Problem details — Please return every record exactly as it appears.

^^^^^^^^

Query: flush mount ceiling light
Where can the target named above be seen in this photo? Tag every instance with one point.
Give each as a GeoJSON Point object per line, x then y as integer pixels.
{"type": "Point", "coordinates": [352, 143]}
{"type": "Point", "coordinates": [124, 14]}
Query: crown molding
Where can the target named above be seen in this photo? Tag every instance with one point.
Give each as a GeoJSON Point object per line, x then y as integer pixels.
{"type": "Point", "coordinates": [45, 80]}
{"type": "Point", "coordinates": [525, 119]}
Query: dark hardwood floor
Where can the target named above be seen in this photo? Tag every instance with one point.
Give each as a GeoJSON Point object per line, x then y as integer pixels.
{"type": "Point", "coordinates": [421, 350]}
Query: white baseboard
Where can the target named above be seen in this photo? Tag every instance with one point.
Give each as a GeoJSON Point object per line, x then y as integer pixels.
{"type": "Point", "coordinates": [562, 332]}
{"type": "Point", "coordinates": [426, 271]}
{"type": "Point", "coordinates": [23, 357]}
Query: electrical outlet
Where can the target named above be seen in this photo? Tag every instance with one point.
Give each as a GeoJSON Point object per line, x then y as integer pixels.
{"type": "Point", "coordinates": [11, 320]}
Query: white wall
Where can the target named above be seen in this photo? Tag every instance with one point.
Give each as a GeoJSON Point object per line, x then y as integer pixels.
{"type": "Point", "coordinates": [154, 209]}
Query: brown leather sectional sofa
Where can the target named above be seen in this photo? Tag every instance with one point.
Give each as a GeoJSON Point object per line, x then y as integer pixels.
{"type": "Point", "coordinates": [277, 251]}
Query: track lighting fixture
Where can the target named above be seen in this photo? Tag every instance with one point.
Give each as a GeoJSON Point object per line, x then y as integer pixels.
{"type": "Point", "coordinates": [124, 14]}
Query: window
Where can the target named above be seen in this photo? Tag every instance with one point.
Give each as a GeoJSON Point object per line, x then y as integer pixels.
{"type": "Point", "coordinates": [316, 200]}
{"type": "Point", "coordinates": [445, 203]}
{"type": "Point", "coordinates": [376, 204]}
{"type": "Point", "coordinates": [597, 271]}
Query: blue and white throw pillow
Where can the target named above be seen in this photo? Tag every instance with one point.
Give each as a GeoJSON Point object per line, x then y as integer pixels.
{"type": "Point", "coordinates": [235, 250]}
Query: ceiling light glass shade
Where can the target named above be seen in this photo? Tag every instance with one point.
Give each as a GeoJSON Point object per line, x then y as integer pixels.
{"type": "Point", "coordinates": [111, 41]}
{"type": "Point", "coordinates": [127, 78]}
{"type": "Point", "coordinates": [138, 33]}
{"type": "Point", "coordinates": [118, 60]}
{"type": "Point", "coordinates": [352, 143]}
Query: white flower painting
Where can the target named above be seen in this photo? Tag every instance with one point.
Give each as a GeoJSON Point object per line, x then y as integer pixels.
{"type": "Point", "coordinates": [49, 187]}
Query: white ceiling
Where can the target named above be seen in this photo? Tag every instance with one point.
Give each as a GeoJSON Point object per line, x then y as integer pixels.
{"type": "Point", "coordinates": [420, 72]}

^^^^^^^^

Result —
Query: flush mount ceiling light
Where can the target named above be seen in this photo? Tag every instance with one point.
Give each as a GeoJSON Point object per line, x then y as integer pixels.
{"type": "Point", "coordinates": [352, 143]}
{"type": "Point", "coordinates": [124, 14]}
Query: crown molding
Where can the target named above be seen in this photo? Tag every instance with one point.
Give each as a GeoJSON Point object per line, x then y as integer pixels.
{"type": "Point", "coordinates": [45, 80]}
{"type": "Point", "coordinates": [525, 119]}
Query: dark hardwood floor
Where can the target named above be seen in this photo? Tag every instance with one point.
Give each as a GeoJSON Point object per line, x then y as integer pixels.
{"type": "Point", "coordinates": [421, 350]}
Query: white baseboard
Where can the target named above be seen in this photo? Tag every instance with one point.
Give each as a GeoJSON Point object per line, x then y as integer pixels.
{"type": "Point", "coordinates": [562, 332]}
{"type": "Point", "coordinates": [426, 271]}
{"type": "Point", "coordinates": [23, 357]}
Query: electrical outlet
Where can the target named above be seen in this photo? Tag every instance with one point.
Give each as a GeoJSON Point object per line, x then y as integer pixels.
{"type": "Point", "coordinates": [11, 320]}
Query: white wall
Where can the target named above be seen in this photo? Tag every instance with one point.
Give each as a GeoJSON Point object per line, x then y as integer pixels.
{"type": "Point", "coordinates": [154, 209]}
Query: brown leather sectional sofa
Where can the target named above be seen in this photo? Tag every instance with one point.
Give each as a GeoJSON Point object per line, x then y as integer pixels.
{"type": "Point", "coordinates": [277, 251]}
Query: track lighting fixture
Where can the target named above be seen in this photo? Tag every instance with one point.
Give each as a GeoJSON Point object per line, x then y as integer pixels.
{"type": "Point", "coordinates": [124, 14]}
Query: window
Where can the target named above be seen in this photo? Tag every instance with one point.
Give each as a GeoJSON Point object per line, x then y as integer pixels.
{"type": "Point", "coordinates": [316, 200]}
{"type": "Point", "coordinates": [445, 203]}
{"type": "Point", "coordinates": [376, 204]}
{"type": "Point", "coordinates": [597, 271]}
Query: blue and white throw pillow
Where can the target named above be seen in this photo? Tag every instance with one point.
Give each as a GeoJSON Point object per line, x then y as integer pixels.
{"type": "Point", "coordinates": [235, 250]}
Query: ceiling light glass shade
Where can the target named above be seen in this photo? Tag every instance with one point.
Give each as a GeoJSON Point object per line, x then y as integer pixels.
{"type": "Point", "coordinates": [111, 41]}
{"type": "Point", "coordinates": [127, 78]}
{"type": "Point", "coordinates": [138, 33]}
{"type": "Point", "coordinates": [118, 60]}
{"type": "Point", "coordinates": [352, 143]}
Query: white flower painting
Where can the target named above be seen in this photo? Tag every instance with one point.
Give each as a GeoJSON Point object per line, x then y as integer pixels.
{"type": "Point", "coordinates": [49, 187]}
Query: white ceiling
Where can the target named above be seen in this photo? Tag every instance with one point.
Give each as a GeoJSON Point object per line, x then y as integer pixels.
{"type": "Point", "coordinates": [420, 72]}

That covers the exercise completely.